Stated goal:
Pick out each line in the entries below that contains the word "beige", and copy every such line. The match must be case-sensitive.

Excerpts from a pointing dataset:

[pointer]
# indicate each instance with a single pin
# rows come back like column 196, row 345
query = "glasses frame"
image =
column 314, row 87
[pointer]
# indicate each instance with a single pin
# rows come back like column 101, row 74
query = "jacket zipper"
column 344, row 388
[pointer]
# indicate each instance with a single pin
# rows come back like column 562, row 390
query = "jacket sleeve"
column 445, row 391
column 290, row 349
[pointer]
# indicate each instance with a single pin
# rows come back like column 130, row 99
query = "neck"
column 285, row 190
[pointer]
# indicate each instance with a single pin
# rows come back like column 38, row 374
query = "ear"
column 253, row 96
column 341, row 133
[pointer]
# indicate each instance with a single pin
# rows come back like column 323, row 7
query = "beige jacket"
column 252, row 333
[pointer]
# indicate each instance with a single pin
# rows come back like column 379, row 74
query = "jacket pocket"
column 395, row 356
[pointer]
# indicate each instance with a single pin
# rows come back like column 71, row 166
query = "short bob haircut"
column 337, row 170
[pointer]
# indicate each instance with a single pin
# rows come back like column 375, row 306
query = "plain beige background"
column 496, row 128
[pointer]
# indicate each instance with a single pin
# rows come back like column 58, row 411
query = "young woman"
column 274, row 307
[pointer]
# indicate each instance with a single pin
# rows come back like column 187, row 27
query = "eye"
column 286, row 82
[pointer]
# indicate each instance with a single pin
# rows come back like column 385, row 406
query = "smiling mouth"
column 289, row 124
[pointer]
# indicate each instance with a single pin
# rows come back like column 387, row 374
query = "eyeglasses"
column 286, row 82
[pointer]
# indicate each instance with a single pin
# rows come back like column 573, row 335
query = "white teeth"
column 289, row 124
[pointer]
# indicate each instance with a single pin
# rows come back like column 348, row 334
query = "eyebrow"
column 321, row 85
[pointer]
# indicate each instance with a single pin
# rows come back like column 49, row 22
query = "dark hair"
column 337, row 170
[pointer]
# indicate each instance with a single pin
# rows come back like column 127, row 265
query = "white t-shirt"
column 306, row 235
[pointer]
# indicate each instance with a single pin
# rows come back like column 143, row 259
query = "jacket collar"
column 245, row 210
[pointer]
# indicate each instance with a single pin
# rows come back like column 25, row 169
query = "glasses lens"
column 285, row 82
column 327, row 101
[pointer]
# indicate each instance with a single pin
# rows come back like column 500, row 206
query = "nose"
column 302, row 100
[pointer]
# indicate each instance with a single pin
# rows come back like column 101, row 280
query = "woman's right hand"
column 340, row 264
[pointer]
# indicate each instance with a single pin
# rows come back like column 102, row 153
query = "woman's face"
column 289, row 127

Solution to the exercise:
query = "beige jacket"
query = "plain beige background"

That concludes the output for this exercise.